» Problem to work on:
Write out the material word for word, starting at the line that contains "Every instance of the green" and continuing through the end of the material.

☆ ☆ ☆

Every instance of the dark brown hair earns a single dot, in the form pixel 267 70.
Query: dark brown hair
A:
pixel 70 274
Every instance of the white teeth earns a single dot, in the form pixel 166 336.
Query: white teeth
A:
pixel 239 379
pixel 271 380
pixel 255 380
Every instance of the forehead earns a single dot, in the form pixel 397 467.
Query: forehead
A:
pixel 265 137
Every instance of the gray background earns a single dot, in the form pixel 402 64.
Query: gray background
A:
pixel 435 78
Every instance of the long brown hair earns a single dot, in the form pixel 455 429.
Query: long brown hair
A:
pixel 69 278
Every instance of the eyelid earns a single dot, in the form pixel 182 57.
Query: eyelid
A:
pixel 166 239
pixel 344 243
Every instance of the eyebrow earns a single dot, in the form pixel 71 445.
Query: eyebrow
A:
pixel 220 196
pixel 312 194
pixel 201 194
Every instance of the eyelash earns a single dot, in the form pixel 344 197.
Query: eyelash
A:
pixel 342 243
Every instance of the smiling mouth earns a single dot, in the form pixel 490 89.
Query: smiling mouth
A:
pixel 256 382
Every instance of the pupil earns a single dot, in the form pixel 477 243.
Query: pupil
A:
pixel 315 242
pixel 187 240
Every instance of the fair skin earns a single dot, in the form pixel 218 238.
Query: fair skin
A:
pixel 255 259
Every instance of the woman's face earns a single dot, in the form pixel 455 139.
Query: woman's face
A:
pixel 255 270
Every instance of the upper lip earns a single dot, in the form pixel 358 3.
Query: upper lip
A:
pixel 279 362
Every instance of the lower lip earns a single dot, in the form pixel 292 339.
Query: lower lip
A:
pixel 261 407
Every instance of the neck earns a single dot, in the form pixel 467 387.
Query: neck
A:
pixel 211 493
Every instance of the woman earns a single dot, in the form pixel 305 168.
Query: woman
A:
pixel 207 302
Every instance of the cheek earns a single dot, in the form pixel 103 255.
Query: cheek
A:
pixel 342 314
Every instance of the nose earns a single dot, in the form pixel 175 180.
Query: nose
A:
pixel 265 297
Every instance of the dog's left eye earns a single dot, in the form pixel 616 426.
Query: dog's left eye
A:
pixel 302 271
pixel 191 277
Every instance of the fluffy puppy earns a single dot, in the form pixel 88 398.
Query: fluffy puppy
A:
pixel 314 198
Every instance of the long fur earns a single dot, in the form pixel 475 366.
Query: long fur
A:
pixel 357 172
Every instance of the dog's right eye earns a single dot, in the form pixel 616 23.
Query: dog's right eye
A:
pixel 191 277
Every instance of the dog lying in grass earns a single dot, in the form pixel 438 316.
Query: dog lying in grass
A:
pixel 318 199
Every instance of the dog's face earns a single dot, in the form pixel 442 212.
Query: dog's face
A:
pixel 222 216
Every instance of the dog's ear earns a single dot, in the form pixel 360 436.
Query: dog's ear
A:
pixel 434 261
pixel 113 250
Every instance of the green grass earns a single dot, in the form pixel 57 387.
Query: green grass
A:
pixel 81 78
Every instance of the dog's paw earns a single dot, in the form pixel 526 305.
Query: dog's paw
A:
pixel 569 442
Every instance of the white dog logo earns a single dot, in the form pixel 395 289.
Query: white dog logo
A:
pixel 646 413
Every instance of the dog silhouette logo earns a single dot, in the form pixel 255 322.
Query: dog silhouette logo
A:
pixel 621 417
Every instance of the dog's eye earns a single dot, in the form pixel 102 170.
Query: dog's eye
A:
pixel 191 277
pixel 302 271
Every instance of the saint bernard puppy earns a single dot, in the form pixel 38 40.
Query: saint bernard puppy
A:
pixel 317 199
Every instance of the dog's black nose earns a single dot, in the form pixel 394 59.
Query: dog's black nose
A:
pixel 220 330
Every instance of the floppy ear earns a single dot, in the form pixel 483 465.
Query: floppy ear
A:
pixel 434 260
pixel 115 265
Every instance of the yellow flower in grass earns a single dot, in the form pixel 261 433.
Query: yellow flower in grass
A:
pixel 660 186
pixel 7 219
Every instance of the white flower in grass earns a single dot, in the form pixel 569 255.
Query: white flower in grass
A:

☆ ☆ ☆

» Answer below:
Every instance of the green grass earns a single dot, in the form pixel 57 387.
Query: green grass
A:
pixel 81 78
Every instance of the dog's paw earns a single dot, in the form pixel 526 305.
Query: dog's paw
A:
pixel 569 442
Every instance of the white dog logo earns a single dot, in the form pixel 395 289.
Query: white dog logo
A:
pixel 646 413
Every instance of the dog silhouette logo earns a single dot, in the form pixel 255 322.
Query: dog silhouette logo
A:
pixel 621 417
Every instance of the dog's eye earns a single dot, in the form pixel 102 170.
Query: dog's eye
A:
pixel 191 277
pixel 302 271
Every instance of the saint bernard puppy earns a single dot, in the form pixel 38 40.
Query: saint bernard puppy
A:
pixel 317 199
Every instance of the dog's black nose earns a single dot, in the form pixel 394 59.
Query: dog's black nose
A:
pixel 220 330
Every instance of the floppy ear earns a single dot, in the form pixel 483 465.
Query: floppy ear
A:
pixel 434 260
pixel 115 265
Every instance of the yellow flower in grass earns a single dot, in the form pixel 261 433.
Query: yellow flower in grass
A:
pixel 660 186
pixel 7 219
Every instance of the white flower in grass earns a single dot, in the form pixel 569 255.
Query: white flower in grass
A:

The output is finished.